**Instruction:**
Please pull out, word for word, everything from the start of the records down to and including the line that contains "box: [455, 178, 716, 503]".

**Supplied entries:**
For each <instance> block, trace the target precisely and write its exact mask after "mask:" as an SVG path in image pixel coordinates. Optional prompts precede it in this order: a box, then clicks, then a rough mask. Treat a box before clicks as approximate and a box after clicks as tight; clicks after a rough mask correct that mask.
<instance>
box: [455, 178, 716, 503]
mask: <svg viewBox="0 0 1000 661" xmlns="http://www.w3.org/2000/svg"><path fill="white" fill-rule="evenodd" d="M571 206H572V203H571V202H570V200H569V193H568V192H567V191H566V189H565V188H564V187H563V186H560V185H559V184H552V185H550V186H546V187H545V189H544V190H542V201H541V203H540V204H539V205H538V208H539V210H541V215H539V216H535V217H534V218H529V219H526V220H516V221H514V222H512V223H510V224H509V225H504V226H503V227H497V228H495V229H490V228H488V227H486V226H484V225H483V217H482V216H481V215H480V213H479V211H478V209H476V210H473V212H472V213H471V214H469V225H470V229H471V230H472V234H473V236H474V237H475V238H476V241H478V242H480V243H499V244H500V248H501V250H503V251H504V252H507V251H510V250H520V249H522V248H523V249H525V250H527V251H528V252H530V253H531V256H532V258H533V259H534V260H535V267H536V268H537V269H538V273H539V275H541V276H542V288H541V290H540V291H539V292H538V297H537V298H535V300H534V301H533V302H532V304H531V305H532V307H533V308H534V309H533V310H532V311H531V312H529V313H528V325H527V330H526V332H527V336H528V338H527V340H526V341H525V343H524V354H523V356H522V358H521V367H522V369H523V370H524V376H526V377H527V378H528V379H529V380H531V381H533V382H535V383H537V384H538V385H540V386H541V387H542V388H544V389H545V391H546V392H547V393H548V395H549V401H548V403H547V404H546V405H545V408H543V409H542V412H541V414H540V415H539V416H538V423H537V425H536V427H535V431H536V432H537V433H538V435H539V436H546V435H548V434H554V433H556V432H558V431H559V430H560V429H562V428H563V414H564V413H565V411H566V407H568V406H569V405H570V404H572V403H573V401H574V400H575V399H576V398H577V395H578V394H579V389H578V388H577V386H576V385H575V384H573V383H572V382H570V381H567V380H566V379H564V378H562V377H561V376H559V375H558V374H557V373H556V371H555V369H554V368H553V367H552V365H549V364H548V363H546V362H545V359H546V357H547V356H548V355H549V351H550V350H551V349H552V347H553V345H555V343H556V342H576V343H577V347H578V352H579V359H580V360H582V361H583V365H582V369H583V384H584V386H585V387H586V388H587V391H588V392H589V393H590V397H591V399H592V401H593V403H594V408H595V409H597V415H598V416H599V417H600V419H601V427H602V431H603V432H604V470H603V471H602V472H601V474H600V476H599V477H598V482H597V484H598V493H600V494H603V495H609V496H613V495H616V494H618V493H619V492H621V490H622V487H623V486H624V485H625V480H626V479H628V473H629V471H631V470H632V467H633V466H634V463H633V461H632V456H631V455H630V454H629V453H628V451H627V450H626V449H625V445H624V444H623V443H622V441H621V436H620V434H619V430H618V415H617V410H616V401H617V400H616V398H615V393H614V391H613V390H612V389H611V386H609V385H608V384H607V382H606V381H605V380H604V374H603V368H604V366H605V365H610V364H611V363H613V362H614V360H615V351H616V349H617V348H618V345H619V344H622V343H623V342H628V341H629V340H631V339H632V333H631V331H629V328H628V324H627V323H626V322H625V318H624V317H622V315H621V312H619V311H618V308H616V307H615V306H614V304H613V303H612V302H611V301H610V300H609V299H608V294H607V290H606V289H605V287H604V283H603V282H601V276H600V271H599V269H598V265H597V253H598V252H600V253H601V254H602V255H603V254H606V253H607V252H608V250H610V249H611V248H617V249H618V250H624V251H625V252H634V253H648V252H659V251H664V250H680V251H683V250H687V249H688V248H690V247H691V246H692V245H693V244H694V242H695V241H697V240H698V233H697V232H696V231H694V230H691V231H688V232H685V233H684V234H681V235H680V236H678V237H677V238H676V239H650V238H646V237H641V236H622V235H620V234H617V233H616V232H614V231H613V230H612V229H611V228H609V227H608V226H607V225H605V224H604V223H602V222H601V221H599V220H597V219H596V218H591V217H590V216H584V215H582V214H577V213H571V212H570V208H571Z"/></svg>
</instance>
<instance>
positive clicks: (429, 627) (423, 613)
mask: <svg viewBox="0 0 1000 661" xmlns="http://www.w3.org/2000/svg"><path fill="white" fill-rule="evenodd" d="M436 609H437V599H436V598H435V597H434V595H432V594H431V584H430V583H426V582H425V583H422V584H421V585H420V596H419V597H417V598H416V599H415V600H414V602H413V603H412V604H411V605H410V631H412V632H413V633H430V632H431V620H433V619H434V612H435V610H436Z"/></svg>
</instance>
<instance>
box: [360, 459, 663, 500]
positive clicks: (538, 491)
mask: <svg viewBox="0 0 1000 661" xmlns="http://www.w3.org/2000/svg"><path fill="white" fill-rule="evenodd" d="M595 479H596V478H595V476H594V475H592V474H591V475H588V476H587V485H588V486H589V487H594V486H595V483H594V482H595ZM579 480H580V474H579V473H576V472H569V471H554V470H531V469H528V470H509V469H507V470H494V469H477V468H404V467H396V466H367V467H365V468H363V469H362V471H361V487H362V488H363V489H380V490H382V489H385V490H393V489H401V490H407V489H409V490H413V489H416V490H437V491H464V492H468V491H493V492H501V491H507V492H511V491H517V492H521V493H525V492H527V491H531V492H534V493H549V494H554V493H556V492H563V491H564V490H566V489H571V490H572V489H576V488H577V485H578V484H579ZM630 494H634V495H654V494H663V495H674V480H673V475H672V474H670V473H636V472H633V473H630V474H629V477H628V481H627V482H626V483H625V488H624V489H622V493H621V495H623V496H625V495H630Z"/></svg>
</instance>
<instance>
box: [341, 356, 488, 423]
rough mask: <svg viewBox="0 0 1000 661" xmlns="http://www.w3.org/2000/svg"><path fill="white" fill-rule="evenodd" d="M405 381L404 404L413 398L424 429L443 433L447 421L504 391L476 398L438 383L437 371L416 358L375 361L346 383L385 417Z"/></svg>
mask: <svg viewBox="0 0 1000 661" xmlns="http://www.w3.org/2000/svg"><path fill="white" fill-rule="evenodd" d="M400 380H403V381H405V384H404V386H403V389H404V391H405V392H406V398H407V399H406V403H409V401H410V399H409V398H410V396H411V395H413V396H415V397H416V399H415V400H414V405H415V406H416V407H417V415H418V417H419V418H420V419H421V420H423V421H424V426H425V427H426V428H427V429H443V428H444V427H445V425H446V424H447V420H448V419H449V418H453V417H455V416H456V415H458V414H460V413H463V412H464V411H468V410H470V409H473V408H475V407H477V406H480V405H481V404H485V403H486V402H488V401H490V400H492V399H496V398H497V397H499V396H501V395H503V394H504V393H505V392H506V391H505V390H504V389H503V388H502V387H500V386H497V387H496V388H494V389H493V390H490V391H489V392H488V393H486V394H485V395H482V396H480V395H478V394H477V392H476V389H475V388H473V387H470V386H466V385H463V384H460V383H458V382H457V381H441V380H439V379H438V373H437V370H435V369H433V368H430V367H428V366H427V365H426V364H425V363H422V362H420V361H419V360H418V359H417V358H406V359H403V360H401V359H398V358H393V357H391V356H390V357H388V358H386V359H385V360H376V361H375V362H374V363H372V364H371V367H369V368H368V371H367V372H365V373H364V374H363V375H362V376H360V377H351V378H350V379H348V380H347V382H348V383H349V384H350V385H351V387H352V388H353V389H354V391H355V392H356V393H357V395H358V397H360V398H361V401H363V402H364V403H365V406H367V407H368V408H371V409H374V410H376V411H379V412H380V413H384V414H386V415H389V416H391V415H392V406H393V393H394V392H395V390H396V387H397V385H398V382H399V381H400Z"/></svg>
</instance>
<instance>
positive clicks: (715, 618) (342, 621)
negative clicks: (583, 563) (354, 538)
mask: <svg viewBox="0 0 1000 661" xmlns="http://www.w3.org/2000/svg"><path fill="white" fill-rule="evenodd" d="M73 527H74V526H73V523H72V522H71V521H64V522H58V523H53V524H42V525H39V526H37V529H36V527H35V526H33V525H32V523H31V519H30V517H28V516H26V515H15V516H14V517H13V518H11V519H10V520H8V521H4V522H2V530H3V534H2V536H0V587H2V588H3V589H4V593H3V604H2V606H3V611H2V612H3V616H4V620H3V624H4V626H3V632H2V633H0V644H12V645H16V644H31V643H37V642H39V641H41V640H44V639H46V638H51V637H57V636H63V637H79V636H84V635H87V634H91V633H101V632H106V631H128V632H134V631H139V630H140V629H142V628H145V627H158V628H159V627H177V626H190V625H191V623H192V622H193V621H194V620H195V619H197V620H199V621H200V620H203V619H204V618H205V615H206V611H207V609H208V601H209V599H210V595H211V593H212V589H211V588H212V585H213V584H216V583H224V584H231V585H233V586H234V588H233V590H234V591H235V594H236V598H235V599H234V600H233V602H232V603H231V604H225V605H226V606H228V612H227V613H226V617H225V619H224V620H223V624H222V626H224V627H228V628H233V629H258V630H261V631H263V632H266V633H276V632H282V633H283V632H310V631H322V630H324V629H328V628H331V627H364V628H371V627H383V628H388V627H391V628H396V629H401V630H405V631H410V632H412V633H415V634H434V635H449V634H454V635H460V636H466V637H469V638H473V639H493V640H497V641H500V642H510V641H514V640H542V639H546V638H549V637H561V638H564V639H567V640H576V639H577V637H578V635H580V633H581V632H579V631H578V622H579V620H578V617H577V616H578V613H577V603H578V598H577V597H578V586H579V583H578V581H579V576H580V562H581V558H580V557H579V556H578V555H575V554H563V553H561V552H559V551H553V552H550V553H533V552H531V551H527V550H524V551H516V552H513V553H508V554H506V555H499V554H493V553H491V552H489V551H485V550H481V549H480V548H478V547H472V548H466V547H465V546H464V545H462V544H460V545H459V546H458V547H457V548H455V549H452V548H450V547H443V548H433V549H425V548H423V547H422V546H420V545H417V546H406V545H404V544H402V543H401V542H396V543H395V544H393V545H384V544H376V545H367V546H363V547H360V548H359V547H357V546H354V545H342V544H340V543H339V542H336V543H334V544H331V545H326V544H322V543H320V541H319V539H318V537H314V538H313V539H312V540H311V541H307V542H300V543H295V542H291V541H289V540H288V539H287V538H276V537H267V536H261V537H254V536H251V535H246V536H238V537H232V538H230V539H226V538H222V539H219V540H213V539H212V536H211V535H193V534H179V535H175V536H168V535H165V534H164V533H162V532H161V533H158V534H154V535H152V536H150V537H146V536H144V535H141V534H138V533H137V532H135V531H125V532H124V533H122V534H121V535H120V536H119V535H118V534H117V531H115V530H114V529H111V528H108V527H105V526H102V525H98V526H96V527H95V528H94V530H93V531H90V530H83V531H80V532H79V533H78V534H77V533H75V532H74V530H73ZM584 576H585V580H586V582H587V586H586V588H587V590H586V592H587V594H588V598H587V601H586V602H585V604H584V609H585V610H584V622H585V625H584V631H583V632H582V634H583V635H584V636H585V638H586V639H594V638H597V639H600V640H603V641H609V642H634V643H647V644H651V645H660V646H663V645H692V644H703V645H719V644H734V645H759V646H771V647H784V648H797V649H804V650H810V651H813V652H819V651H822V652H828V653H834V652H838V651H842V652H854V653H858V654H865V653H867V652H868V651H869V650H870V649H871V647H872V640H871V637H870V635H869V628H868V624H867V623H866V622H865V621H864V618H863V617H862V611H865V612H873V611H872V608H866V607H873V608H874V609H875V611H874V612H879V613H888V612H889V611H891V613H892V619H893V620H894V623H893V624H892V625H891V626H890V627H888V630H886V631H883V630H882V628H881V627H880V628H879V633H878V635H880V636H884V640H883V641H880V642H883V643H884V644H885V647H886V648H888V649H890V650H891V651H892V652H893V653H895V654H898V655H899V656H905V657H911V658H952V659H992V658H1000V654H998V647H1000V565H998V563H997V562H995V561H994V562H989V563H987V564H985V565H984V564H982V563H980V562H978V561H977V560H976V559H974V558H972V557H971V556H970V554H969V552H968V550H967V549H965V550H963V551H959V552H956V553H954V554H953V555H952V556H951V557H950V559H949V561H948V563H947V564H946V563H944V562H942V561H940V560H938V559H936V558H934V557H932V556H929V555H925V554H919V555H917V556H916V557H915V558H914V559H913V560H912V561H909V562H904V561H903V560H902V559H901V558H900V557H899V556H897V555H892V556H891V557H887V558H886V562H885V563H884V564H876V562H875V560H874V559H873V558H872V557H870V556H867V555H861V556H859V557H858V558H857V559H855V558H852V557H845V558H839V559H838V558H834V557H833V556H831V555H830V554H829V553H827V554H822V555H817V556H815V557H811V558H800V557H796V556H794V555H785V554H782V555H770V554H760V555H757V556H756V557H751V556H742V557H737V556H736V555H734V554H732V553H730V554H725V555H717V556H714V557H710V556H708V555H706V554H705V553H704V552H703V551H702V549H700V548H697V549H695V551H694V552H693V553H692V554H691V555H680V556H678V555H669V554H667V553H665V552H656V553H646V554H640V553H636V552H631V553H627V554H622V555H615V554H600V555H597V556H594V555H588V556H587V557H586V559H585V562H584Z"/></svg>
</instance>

**Result of this exercise:**
For each <instance> block, trace the target precisely and write its exact mask after "mask:" as an SVG path in image pixel coordinates. Optional prompts precede it in this order: a box, then clicks, then a rough mask. Treat a box before clicks as approximate and a box after clicks as tight; clicks after a rough mask correct that mask.
<instance>
box: [455, 178, 716, 503]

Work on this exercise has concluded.